> **Work to do**:
Could you reproduce every one of the records below word for word, keeping each line as it appears?

┌──

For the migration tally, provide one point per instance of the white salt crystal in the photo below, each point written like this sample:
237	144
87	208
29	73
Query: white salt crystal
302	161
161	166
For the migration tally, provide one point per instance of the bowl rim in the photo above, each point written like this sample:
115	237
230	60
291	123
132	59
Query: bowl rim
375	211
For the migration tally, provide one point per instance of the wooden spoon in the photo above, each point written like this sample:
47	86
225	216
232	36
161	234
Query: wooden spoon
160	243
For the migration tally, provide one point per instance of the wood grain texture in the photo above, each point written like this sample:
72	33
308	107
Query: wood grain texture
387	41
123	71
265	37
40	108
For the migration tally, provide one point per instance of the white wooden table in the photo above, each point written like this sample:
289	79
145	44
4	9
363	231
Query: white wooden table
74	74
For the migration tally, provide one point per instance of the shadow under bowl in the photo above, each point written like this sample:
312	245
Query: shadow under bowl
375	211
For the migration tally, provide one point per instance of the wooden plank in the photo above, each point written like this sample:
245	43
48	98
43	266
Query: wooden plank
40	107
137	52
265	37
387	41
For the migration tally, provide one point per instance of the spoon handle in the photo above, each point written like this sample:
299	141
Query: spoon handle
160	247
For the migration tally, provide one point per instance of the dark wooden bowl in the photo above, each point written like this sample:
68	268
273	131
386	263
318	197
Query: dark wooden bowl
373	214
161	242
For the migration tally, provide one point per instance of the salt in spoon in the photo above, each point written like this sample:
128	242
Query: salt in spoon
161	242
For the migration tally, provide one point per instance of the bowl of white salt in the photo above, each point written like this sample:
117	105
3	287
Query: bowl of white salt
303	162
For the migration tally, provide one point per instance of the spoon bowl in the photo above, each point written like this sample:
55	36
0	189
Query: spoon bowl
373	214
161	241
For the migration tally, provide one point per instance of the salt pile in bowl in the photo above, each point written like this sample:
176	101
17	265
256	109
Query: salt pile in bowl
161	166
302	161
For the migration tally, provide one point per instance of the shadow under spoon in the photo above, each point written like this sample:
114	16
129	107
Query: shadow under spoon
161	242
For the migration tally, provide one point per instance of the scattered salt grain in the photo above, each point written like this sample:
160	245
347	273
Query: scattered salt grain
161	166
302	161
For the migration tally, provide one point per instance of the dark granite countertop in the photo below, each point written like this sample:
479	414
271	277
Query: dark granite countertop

└──

> **The response**:
For the migration tally, provide one point per instance of the white salt crystal in the photo below, each point written like this sample:
237	144
87	208
29	73
Query: white salt crystal
302	161
161	166
For the migration tally, provide one point per instance of the bowl rim in the photo above, each point written like this sample:
115	237
230	60
291	123
132	59
Query: bowl rim
375	211
For the migration tally, provide one point per instance of the wooden spoon in the photo above, each point written like this sample:
47	86
225	216
232	36
161	234
Query: wooden spoon
160	243
For the migration tally, provide one point per instance of the wood grain texture in the photo above, each point written like this sample:
72	33
308	107
Query: wood grain texture
387	41
123	71
265	37
40	108
For the migration tally, provide one point per instance of the white wooden table in the photo above, each point written like this sample:
289	79
145	44
4	9
363	231
Query: white wooden table
74	74
For the migration tally, provide one point per instance of the shadow under bowl in the photo above, each point written like this sample:
312	245
Query: shadow under bowl
375	211
For the migration tally, provide one point per instance of the wooden plank in the photo above, each point written like this sample:
245	43
48	98
43	266
Query: wooden plank
40	107
137	52
265	37
387	41
For the migration tally, provide one point per instance of the spoon handle in the photo above, each point written like this sample:
299	141
Query: spoon handle
160	247
For the migration tally, provide one point per instance of the dark wooden bowl in the photo above, each point written like this sample:
68	268
273	131
386	263
318	197
Query: dark wooden bowl
373	214
161	242
For the migration tally, provide one point per instance of the salt in spoon in the photo above, each point written like this sample:
128	242
Query: salt in spoon
161	242
For the migration tally, provide one point per instance of the bowl of white salt in the photo above, each point written like this sample:
117	105
3	287
Query: bowl of white salt
303	162
For the migration tally, provide one point per instance of the spoon bowl in the photo above, each point written like this sample:
55	36
0	189
Query: spoon bowl
373	214
161	241
For the migration tally, provide one point per instance of the salt pile in bowl in the photo above, each point written like this sample:
176	101
17	265
256	109
Query: salt pile in bowl
161	166
302	161
For the migration tally, provide one point per instance of the shadow under spoon in the photo above, each point written like this sample:
114	16
129	107
Query: shadow under spoon
161	242
For the migration tally, provide one point per instance of the scattered salt grain in the photo above, each point written like this sample:
160	245
347	273
Query: scattered salt grain
161	166
302	161
For the migration tally, provide one point per instance of the dark granite countertop in the photo below, each point written like this sample:
479	414
271	277
Query: dark granite countertop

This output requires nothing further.